* _Task item_
Repeat exactly every line that comes at or after the line containing "[output] one dot per instance, form <point>291,121</point>.", through the end of the entries below.

____ Supplied material

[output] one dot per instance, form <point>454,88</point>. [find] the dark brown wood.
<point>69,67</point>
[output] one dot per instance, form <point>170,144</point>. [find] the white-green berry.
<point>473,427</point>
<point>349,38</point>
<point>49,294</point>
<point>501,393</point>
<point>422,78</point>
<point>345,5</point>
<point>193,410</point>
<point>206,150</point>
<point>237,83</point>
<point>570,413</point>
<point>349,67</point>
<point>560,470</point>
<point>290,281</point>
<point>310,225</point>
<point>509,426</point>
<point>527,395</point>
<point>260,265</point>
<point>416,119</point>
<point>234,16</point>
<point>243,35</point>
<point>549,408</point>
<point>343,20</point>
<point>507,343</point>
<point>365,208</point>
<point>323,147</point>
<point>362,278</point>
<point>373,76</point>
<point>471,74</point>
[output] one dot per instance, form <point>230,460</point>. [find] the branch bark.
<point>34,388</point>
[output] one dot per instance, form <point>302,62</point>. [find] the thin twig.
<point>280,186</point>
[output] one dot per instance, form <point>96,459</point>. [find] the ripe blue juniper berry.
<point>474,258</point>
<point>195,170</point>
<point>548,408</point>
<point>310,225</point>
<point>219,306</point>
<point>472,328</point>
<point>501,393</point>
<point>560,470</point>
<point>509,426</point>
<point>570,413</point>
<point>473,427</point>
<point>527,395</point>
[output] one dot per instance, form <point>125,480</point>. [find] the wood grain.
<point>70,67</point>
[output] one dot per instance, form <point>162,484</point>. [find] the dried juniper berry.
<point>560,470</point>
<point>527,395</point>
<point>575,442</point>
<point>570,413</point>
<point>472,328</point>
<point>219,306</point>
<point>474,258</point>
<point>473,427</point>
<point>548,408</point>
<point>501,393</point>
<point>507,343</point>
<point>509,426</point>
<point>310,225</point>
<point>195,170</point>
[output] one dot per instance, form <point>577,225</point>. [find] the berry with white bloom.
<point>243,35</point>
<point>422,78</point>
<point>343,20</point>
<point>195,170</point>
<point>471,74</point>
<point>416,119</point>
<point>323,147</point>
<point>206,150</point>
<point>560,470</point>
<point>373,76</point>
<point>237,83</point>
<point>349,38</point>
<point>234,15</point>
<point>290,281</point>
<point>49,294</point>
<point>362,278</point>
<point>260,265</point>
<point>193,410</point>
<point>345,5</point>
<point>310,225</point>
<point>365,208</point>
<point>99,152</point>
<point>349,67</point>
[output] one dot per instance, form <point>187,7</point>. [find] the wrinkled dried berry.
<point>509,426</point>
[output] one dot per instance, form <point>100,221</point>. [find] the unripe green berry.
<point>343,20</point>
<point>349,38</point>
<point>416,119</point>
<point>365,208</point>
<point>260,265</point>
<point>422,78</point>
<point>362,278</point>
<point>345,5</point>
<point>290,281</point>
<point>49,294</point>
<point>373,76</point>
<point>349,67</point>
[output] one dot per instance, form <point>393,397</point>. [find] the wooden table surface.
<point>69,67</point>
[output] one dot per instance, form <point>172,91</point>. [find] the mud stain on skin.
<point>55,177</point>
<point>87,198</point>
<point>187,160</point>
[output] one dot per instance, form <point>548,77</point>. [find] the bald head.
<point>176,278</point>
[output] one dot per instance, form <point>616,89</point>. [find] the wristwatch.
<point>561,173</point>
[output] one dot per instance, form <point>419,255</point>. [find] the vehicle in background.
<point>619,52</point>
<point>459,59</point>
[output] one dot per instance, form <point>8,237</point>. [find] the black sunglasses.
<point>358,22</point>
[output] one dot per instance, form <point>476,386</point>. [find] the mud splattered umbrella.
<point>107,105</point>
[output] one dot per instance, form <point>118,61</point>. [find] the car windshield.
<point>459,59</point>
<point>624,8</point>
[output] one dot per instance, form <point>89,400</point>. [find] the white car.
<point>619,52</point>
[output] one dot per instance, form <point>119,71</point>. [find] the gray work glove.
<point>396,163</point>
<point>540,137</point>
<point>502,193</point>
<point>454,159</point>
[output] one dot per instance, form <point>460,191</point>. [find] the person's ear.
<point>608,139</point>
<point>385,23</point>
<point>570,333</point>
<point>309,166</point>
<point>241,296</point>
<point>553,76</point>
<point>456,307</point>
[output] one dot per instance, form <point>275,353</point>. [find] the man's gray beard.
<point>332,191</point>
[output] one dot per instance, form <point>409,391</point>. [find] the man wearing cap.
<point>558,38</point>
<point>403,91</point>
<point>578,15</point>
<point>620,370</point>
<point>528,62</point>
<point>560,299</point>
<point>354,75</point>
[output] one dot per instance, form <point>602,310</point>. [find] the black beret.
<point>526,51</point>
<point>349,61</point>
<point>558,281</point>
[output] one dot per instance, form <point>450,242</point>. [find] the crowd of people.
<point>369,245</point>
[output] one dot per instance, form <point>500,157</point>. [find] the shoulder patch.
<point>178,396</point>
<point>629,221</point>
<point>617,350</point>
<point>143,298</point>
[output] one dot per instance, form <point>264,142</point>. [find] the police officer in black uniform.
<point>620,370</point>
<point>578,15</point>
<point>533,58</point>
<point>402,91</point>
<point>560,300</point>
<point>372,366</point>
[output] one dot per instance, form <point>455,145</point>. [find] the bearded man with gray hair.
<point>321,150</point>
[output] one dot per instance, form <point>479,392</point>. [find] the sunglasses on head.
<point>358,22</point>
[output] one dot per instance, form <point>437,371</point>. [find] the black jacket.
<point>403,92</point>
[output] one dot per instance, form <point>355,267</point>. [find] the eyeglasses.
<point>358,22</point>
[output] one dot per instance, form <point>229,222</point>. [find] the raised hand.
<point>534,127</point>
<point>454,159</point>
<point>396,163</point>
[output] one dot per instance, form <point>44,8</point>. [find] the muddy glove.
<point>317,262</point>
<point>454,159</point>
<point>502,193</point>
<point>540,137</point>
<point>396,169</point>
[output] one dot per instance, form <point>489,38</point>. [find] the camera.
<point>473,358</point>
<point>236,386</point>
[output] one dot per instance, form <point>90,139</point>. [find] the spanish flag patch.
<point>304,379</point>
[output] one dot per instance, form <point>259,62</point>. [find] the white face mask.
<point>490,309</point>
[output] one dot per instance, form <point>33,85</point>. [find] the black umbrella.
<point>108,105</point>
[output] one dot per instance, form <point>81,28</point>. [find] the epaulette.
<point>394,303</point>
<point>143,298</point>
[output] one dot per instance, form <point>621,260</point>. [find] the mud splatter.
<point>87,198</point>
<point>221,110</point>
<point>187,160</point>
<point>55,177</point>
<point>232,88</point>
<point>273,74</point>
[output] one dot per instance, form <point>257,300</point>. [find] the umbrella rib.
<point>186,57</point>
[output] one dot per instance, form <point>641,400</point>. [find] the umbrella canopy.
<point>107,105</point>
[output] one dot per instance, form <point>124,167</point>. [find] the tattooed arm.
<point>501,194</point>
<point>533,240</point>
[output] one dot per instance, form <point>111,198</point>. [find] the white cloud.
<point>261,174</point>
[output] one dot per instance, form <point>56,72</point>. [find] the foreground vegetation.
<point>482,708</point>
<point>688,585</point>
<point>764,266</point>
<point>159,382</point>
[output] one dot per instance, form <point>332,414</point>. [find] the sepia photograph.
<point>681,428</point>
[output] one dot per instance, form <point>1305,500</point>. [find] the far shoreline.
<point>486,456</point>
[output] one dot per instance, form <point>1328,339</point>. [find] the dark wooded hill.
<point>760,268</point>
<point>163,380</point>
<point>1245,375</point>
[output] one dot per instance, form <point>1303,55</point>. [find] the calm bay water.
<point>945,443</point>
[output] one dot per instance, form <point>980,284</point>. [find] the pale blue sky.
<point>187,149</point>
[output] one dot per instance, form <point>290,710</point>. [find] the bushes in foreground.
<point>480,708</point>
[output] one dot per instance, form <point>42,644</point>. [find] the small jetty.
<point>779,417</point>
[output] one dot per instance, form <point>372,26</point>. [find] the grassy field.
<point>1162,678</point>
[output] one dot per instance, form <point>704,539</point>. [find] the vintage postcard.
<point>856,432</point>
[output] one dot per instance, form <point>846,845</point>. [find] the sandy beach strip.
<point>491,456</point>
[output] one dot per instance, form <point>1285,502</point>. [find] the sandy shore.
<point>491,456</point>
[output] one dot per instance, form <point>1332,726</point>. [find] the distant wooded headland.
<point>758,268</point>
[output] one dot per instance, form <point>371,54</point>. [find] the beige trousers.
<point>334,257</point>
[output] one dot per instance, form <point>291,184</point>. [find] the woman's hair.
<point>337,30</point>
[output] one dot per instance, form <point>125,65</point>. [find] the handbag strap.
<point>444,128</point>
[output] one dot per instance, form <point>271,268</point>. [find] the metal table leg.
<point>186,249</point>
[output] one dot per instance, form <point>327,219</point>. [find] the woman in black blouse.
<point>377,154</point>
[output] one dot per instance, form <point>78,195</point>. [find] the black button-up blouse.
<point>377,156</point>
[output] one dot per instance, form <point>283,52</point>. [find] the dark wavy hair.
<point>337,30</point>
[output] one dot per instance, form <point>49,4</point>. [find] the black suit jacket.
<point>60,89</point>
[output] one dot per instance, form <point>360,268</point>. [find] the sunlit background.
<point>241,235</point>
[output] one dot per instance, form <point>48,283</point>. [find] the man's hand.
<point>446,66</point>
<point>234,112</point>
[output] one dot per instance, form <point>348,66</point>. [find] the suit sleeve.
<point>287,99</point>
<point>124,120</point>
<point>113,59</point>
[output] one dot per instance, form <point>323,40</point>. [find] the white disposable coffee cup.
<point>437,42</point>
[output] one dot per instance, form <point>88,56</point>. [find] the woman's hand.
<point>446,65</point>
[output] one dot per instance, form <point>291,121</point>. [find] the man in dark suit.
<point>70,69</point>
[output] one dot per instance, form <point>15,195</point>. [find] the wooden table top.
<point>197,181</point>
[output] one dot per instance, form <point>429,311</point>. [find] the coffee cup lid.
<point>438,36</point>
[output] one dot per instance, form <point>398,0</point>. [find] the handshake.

________

* _Finished exercise_
[output] one dot per instance, form <point>291,121</point>. [find] the man in dark suit.
<point>70,69</point>
[output] one dot per instance, form <point>15,195</point>. [find] the wooden table top.
<point>197,181</point>
[output] one dot per instance, form <point>429,311</point>. [find] the coffee cup lid.
<point>438,36</point>
[output] one dot per instance, form <point>398,0</point>. [find] the handshake.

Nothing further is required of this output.